▶ OBJECTIVE
Locate "Note: in this drill the class marks the maroon" in the listing below, then output the line holding it and every line after it, exactly and with nothing else.

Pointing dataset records
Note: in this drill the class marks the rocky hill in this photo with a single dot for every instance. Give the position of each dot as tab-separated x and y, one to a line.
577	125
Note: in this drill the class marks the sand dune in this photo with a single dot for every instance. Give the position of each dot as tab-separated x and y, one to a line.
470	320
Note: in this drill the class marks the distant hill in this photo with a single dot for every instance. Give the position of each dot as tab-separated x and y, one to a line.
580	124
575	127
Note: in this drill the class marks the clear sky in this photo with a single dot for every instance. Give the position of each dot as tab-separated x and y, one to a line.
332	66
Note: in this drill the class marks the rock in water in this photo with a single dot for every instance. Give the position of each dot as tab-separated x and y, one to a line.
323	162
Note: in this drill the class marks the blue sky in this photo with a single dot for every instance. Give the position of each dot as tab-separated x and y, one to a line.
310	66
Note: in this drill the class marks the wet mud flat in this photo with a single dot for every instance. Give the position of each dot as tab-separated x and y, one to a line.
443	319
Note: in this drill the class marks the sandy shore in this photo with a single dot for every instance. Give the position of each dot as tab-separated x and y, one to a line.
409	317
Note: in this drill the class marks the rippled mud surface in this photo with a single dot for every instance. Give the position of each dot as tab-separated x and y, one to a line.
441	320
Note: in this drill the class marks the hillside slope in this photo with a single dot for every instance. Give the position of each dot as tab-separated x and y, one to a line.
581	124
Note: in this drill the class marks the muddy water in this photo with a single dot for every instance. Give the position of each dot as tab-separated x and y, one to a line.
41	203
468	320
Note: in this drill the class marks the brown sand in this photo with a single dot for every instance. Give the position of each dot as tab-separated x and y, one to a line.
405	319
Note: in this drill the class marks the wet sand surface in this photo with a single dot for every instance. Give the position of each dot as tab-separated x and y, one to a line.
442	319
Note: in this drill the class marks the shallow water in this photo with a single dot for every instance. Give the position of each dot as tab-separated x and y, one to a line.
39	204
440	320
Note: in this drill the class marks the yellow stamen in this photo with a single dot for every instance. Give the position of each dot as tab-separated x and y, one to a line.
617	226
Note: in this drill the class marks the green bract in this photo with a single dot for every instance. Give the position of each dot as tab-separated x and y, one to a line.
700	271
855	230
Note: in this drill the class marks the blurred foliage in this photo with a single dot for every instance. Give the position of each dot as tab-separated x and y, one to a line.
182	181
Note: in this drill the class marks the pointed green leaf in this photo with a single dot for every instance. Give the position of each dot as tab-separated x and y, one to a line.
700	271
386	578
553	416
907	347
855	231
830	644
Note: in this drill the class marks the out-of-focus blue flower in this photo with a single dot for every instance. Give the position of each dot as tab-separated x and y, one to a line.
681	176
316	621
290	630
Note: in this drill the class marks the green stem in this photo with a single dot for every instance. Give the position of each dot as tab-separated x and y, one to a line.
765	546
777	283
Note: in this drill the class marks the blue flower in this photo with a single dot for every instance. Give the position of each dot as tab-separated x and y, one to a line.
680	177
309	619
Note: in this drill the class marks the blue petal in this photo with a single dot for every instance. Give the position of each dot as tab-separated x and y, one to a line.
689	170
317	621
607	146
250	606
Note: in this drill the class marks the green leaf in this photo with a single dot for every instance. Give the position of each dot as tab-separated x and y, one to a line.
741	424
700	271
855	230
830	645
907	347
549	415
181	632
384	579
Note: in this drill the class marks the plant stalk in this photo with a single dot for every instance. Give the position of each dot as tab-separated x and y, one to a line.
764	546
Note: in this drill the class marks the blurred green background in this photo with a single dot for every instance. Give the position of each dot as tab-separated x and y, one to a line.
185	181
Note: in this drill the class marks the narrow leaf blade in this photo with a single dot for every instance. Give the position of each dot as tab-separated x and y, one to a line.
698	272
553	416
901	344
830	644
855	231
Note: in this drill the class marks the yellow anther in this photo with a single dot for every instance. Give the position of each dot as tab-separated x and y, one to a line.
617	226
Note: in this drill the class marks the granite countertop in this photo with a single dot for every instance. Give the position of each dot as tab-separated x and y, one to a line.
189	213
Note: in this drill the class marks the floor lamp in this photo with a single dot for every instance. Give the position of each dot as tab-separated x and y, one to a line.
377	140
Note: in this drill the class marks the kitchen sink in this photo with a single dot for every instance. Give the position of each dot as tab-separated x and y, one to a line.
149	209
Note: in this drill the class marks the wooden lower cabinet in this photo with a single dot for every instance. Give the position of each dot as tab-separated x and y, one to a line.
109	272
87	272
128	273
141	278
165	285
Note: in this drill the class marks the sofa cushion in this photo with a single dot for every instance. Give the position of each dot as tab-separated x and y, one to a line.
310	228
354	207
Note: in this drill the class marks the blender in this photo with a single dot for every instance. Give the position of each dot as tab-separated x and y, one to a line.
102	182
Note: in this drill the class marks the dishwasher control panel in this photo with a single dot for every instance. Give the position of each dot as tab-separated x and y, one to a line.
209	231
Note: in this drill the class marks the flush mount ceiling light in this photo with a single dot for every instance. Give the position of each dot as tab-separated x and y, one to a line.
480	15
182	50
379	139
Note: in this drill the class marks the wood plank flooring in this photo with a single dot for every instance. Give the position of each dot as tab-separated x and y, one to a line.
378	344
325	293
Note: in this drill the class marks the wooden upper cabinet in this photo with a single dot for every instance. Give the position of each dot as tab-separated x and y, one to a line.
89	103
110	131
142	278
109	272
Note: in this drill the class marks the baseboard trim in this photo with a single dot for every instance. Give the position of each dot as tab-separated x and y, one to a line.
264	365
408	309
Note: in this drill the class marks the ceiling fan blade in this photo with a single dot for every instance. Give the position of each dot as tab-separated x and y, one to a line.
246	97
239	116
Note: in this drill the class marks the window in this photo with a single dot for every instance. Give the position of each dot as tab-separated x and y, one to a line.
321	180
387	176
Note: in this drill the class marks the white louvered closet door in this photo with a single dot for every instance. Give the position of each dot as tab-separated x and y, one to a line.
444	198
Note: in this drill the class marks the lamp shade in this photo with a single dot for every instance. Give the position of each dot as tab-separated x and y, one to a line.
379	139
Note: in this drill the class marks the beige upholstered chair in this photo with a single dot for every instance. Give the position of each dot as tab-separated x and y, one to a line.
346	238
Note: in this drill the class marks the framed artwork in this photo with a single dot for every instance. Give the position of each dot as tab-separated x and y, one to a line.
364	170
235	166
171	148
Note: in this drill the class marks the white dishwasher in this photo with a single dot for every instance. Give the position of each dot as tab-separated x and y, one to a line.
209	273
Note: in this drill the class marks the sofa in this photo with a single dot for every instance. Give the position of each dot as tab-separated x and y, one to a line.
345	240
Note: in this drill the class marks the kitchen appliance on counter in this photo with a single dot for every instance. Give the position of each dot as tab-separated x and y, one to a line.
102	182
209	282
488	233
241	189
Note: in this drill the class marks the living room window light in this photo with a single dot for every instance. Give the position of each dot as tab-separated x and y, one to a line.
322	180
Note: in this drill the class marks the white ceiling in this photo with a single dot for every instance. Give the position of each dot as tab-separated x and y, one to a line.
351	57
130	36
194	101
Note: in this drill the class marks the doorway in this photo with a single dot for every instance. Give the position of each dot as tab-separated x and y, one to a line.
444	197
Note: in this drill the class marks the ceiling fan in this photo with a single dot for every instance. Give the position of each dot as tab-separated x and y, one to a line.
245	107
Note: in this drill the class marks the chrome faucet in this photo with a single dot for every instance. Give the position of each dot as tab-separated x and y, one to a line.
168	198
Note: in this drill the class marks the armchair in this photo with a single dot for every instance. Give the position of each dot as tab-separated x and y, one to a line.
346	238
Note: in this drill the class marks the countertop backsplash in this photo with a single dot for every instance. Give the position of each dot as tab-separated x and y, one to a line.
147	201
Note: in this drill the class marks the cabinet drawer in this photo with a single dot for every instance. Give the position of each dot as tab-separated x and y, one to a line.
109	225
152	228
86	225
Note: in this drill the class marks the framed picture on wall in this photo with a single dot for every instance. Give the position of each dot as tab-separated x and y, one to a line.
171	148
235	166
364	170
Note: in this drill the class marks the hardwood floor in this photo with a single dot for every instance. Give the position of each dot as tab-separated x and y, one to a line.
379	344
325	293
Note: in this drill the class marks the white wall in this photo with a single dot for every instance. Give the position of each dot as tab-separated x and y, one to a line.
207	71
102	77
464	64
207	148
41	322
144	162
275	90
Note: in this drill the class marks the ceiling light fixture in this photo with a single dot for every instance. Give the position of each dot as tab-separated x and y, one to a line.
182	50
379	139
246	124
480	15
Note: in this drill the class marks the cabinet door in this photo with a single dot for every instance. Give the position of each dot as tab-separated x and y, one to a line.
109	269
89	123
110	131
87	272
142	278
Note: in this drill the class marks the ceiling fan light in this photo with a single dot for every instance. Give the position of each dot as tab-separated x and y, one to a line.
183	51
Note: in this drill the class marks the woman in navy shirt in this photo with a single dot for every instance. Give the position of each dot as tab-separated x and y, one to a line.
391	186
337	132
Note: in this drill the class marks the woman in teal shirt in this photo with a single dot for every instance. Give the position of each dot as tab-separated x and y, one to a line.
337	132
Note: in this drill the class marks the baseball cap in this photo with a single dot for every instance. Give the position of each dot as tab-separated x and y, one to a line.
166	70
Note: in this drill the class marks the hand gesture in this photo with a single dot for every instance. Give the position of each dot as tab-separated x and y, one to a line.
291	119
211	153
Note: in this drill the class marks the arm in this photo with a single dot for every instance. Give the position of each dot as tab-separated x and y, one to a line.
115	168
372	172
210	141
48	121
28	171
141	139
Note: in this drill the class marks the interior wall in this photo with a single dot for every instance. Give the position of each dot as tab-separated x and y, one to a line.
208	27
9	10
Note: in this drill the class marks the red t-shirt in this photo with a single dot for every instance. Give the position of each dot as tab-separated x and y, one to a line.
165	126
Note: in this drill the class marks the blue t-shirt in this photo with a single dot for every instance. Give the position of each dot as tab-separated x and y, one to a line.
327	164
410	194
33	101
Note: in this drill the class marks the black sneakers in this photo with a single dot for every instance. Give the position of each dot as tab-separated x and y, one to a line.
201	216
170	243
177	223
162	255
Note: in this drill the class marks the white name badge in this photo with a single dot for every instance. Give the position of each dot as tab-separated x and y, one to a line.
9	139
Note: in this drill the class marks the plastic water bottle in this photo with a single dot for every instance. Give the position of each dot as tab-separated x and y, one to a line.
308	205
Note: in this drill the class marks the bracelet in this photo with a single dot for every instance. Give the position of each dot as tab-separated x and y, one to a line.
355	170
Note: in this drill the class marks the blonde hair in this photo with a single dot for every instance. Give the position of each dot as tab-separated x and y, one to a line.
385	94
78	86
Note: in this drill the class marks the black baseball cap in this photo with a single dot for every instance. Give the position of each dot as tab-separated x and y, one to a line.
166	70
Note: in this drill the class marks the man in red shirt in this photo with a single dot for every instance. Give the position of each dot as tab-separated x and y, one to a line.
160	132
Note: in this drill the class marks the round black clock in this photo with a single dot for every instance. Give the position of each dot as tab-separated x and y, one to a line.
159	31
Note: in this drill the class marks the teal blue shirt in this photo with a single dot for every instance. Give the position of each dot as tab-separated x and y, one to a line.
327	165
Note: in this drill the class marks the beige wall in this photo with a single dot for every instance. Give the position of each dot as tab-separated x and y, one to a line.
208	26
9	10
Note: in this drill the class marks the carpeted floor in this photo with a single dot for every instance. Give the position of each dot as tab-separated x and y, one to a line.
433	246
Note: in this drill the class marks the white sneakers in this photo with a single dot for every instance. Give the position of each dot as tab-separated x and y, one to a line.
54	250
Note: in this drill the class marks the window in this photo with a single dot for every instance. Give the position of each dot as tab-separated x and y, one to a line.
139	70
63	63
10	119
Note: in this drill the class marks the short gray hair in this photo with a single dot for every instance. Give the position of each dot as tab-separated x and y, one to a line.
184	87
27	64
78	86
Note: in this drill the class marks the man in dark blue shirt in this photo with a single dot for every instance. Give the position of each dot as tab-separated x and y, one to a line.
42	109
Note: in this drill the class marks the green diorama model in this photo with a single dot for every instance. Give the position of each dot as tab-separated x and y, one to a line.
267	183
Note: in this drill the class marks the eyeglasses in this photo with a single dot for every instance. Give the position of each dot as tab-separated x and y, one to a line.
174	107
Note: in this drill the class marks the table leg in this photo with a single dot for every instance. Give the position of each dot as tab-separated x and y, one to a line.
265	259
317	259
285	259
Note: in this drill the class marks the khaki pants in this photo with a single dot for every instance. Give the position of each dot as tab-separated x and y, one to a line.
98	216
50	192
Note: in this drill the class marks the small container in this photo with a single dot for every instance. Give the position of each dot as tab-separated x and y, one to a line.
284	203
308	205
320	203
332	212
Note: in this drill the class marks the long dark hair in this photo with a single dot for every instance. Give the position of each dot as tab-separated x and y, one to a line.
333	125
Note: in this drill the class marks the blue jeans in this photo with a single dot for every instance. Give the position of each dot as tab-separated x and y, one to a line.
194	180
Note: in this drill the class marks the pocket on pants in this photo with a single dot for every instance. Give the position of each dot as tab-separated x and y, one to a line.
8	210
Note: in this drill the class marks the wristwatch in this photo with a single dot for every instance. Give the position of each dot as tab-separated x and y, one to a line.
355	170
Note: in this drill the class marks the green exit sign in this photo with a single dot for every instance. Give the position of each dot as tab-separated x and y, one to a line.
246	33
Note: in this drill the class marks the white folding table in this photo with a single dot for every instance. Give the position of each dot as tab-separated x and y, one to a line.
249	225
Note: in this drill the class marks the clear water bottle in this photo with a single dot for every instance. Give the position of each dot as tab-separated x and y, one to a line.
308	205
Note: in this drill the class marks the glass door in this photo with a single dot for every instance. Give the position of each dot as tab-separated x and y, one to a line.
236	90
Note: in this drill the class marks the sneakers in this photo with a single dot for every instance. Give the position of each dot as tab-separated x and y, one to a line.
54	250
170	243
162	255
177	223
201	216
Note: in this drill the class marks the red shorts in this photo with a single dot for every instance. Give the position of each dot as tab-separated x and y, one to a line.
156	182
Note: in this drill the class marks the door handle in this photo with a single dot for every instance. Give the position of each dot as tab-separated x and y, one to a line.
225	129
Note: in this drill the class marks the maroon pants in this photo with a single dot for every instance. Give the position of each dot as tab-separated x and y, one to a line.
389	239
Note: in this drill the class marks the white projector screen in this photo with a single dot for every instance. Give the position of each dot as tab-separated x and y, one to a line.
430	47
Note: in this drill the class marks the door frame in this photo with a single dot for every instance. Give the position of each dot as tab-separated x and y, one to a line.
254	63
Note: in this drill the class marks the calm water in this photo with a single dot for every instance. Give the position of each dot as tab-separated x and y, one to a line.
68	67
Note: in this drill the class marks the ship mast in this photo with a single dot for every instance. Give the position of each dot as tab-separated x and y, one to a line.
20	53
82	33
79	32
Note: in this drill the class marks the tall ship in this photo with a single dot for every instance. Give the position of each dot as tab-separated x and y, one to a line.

▶ FULL SOLUTION
Note: in this drill the class marks the maroon pants in this photo with a single dot for every instance. Give the position of each dot as tab-separated x and y, one to a line.
389	239
Note: in this drill the class marks the white projector screen in this photo with a single dot for every instance. Give the position of each dot as tab-separated x and y, one to a line.
430	47
Note: in this drill the class marks the door frame in this photo with a single dot for every instance. Give the position of each dot as tab-separated x and y, one to a line.
254	63
Note: in this drill the class marks the calm water in this photo with a single dot for every instance. Give the position of each dot as tab-separated x and y, one to a line.
68	67
Note: in this drill the class marks the ship mast in this photo with a single dot for every instance. Give the position of each dot as tab-separated x and y, one to a line.
20	53
82	33
79	32
Note: in this drill the class marks the tall ship in this photo with a single dot for every instance. Give the position of each dot as tab-separated x and y, one to a line.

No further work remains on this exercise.